--- START ENTRIES SUPPLIED ---
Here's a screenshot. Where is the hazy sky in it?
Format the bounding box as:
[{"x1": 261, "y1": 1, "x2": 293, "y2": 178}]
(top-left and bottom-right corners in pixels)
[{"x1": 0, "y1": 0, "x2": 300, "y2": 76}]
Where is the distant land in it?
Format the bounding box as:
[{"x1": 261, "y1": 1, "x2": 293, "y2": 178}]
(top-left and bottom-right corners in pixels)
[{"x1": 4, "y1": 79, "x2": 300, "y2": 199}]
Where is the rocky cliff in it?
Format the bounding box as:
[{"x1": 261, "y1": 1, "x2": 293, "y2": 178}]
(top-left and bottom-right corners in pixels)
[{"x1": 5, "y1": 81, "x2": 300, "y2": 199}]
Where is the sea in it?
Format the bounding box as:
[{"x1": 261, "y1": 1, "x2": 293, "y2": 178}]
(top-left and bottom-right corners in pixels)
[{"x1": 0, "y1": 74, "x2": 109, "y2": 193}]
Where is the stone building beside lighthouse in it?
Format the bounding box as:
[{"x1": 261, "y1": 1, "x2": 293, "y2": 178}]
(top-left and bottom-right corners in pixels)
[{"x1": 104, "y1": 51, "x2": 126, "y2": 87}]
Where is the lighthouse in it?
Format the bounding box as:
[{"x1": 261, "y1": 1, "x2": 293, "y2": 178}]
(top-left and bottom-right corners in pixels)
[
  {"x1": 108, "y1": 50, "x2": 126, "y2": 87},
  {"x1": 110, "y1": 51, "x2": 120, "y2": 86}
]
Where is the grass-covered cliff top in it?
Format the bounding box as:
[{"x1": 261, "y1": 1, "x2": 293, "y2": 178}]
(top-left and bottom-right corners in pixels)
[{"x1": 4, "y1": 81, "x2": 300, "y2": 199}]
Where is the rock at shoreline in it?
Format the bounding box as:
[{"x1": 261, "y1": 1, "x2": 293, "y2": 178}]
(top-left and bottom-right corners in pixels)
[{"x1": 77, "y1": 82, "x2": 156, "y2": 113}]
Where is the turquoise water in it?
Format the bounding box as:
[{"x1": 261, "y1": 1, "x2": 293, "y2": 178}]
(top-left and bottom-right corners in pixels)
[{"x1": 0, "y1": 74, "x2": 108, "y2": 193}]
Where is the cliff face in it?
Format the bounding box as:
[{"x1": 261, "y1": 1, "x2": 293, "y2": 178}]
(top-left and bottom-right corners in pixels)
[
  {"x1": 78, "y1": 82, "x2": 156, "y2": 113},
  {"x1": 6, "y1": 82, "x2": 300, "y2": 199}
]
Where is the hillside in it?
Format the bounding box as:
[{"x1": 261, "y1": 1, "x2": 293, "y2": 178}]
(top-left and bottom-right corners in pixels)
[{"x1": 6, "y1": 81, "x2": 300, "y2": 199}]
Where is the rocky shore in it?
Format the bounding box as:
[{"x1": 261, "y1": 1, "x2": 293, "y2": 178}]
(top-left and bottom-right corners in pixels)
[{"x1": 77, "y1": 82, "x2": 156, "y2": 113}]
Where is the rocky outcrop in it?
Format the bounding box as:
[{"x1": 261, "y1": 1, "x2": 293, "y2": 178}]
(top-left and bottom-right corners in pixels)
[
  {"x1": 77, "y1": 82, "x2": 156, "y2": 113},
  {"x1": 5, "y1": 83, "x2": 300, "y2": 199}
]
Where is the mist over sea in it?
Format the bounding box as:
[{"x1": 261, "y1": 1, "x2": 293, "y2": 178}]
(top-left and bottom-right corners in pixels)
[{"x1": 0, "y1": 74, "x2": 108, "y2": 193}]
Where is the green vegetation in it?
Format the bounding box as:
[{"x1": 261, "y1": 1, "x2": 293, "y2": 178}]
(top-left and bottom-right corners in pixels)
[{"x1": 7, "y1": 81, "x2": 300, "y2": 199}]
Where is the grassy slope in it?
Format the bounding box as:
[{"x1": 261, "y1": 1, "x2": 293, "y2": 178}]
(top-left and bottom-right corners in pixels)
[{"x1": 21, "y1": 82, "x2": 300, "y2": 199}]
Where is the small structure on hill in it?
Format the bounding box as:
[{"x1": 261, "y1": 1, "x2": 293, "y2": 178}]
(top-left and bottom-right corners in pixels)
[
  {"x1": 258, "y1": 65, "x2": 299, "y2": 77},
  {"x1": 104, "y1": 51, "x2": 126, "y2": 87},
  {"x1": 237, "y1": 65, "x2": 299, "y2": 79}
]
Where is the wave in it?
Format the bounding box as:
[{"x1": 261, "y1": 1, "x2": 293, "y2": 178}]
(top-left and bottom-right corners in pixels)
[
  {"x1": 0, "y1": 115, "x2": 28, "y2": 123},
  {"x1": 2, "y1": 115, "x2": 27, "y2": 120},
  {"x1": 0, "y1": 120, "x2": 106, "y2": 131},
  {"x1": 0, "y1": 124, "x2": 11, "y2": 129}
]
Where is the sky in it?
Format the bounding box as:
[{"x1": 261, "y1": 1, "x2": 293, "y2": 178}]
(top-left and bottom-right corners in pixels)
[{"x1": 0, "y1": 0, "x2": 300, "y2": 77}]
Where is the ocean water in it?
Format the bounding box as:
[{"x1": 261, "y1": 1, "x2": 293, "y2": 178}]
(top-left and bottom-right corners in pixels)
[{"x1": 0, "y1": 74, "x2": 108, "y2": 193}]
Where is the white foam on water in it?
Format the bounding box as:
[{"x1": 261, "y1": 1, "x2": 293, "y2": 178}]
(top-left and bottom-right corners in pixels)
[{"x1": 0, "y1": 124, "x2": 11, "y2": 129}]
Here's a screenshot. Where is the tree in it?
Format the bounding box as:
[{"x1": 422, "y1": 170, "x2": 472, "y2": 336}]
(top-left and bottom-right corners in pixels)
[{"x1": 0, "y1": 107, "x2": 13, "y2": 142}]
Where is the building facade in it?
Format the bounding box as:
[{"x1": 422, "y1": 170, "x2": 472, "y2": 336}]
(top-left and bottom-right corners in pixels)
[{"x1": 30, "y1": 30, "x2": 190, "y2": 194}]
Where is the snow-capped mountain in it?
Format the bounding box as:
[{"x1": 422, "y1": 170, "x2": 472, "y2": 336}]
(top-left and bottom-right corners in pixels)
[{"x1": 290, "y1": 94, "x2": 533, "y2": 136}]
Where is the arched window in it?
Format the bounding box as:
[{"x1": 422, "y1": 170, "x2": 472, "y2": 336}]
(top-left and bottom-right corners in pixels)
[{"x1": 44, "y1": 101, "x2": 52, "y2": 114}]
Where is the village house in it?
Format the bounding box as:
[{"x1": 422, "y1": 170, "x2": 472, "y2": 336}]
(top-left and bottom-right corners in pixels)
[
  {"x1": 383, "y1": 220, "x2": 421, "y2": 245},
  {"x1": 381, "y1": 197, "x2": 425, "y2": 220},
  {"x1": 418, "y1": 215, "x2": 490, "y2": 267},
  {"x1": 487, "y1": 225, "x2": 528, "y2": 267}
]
--- END ENTRIES SUPPLIED ---
Give all of the entries again, word for word.

▶ _CORRECT RESULT_
Here's a screenshot. Where is the hazy sky in it?
Format the bounding box as:
[{"x1": 261, "y1": 1, "x2": 293, "y2": 178}]
(top-left and bottom-right corners in pixels)
[{"x1": 0, "y1": 0, "x2": 300, "y2": 76}]
Where is the distant land in it?
Format the bounding box as:
[{"x1": 261, "y1": 1, "x2": 293, "y2": 178}]
(top-left and bottom-right corners in pixels)
[{"x1": 4, "y1": 79, "x2": 300, "y2": 199}]
Where is the rocky cliff in it?
Format the bounding box as:
[{"x1": 261, "y1": 1, "x2": 293, "y2": 178}]
(top-left and bottom-right corners in pixels)
[{"x1": 5, "y1": 81, "x2": 300, "y2": 199}]
Where is the sea in it?
Format the bounding box as:
[{"x1": 261, "y1": 1, "x2": 293, "y2": 178}]
(top-left and bottom-right corners in pixels)
[{"x1": 0, "y1": 74, "x2": 109, "y2": 193}]
Where is the stone building beside lighthouse in it?
Format the bounding box as:
[{"x1": 261, "y1": 1, "x2": 293, "y2": 178}]
(top-left and bottom-right corners in pixels)
[{"x1": 104, "y1": 51, "x2": 126, "y2": 87}]
Where is the lighthouse in it?
Format the bounding box as:
[{"x1": 261, "y1": 1, "x2": 293, "y2": 178}]
(top-left and bottom-right corners in pixels)
[
  {"x1": 108, "y1": 50, "x2": 126, "y2": 87},
  {"x1": 110, "y1": 51, "x2": 120, "y2": 86}
]
Where is the grass-covered cliff top in it?
Format the bounding box as:
[{"x1": 261, "y1": 1, "x2": 293, "y2": 178}]
(top-left and bottom-right corners in pixels)
[{"x1": 4, "y1": 81, "x2": 300, "y2": 199}]
Where is the rock at shoreline in it?
Format the bounding box as:
[{"x1": 261, "y1": 1, "x2": 293, "y2": 178}]
(top-left and bottom-right corners in pixels)
[{"x1": 77, "y1": 82, "x2": 156, "y2": 113}]
Where is the turquoise water in it?
Format the bounding box as:
[{"x1": 261, "y1": 1, "x2": 293, "y2": 178}]
(top-left and bottom-right corners in pixels)
[{"x1": 0, "y1": 74, "x2": 108, "y2": 193}]
Where is the cliff face in it?
Format the bounding box as:
[{"x1": 261, "y1": 1, "x2": 293, "y2": 178}]
(top-left and bottom-right corners in pixels)
[
  {"x1": 78, "y1": 82, "x2": 156, "y2": 113},
  {"x1": 6, "y1": 82, "x2": 300, "y2": 199}
]
Where is the hillside in it?
Format the bounding box as:
[{"x1": 261, "y1": 1, "x2": 293, "y2": 178}]
(top-left and bottom-right corners in pixels)
[{"x1": 6, "y1": 81, "x2": 300, "y2": 199}]
Where is the rocky shore in it?
Format the bounding box as:
[{"x1": 261, "y1": 1, "x2": 293, "y2": 178}]
(top-left and bottom-right corners in pixels)
[{"x1": 77, "y1": 82, "x2": 156, "y2": 113}]
Where is the rocky outcrop in it?
Format the bounding box as:
[{"x1": 261, "y1": 1, "x2": 293, "y2": 178}]
(top-left and bottom-right corners in pixels)
[
  {"x1": 77, "y1": 82, "x2": 156, "y2": 113},
  {"x1": 5, "y1": 83, "x2": 300, "y2": 199}
]
Where is the mist over sea in it?
Format the bounding box as:
[{"x1": 261, "y1": 1, "x2": 293, "y2": 178}]
(top-left and bottom-right corners in pixels)
[{"x1": 0, "y1": 74, "x2": 108, "y2": 193}]
Where is the green vegetation in it?
Format the bounding box as:
[{"x1": 261, "y1": 1, "x2": 293, "y2": 178}]
(top-left and bottom-right corners in pixels)
[{"x1": 7, "y1": 81, "x2": 300, "y2": 199}]
Where is the grassy slope in it?
Format the bounding box as:
[{"x1": 261, "y1": 1, "x2": 293, "y2": 178}]
(top-left and bottom-right corners in pixels)
[{"x1": 21, "y1": 82, "x2": 300, "y2": 199}]
Where is the small structure on hill in it?
Format the bounding box as:
[{"x1": 261, "y1": 1, "x2": 293, "y2": 178}]
(top-left and bottom-right corners in pixels)
[
  {"x1": 258, "y1": 65, "x2": 299, "y2": 77},
  {"x1": 104, "y1": 51, "x2": 126, "y2": 87},
  {"x1": 237, "y1": 65, "x2": 299, "y2": 79}
]
Where is the wave in it?
Format the bounding box as:
[{"x1": 261, "y1": 1, "x2": 293, "y2": 178}]
(top-left and bottom-right corners in pixels)
[
  {"x1": 0, "y1": 115, "x2": 28, "y2": 123},
  {"x1": 2, "y1": 115, "x2": 27, "y2": 120},
  {"x1": 0, "y1": 120, "x2": 106, "y2": 131},
  {"x1": 0, "y1": 124, "x2": 11, "y2": 129}
]
Where is the sky in it?
Format the bounding box as:
[{"x1": 261, "y1": 1, "x2": 293, "y2": 178}]
(top-left and bottom-right corners in pixels)
[{"x1": 0, "y1": 0, "x2": 300, "y2": 77}]
Where is the ocean water in it?
Format the bounding box as:
[{"x1": 261, "y1": 1, "x2": 293, "y2": 178}]
(top-left and bottom-right corners in pixels)
[{"x1": 0, "y1": 74, "x2": 108, "y2": 193}]
Where is the white foam on water in it?
Format the bounding box as:
[{"x1": 261, "y1": 1, "x2": 293, "y2": 178}]
(top-left and bottom-right corners in pixels)
[{"x1": 0, "y1": 124, "x2": 11, "y2": 129}]
Here's a screenshot. Where is the tree in it?
Format the bounding box as:
[{"x1": 422, "y1": 170, "x2": 472, "y2": 336}]
(top-left and bottom-right corners in pixels)
[{"x1": 0, "y1": 107, "x2": 13, "y2": 142}]
Where is the building facade in it?
Format the bounding box as:
[{"x1": 422, "y1": 170, "x2": 472, "y2": 336}]
(top-left and bottom-right corners in pixels)
[{"x1": 30, "y1": 30, "x2": 190, "y2": 194}]
Where is the snow-capped mountain in it?
Format the bounding box as:
[{"x1": 422, "y1": 170, "x2": 472, "y2": 336}]
(top-left and bottom-right corners in pixels)
[{"x1": 290, "y1": 94, "x2": 533, "y2": 136}]
Where is the arched window in it?
Format the bounding box as:
[{"x1": 422, "y1": 170, "x2": 472, "y2": 336}]
(top-left and bottom-right corners in pixels)
[{"x1": 44, "y1": 101, "x2": 52, "y2": 114}]
Where is the village house in it?
Format the bounding box as:
[{"x1": 422, "y1": 170, "x2": 472, "y2": 336}]
(top-left and bottom-right corners in pixels)
[
  {"x1": 383, "y1": 220, "x2": 421, "y2": 245},
  {"x1": 381, "y1": 197, "x2": 425, "y2": 220},
  {"x1": 418, "y1": 215, "x2": 490, "y2": 267},
  {"x1": 487, "y1": 225, "x2": 528, "y2": 267}
]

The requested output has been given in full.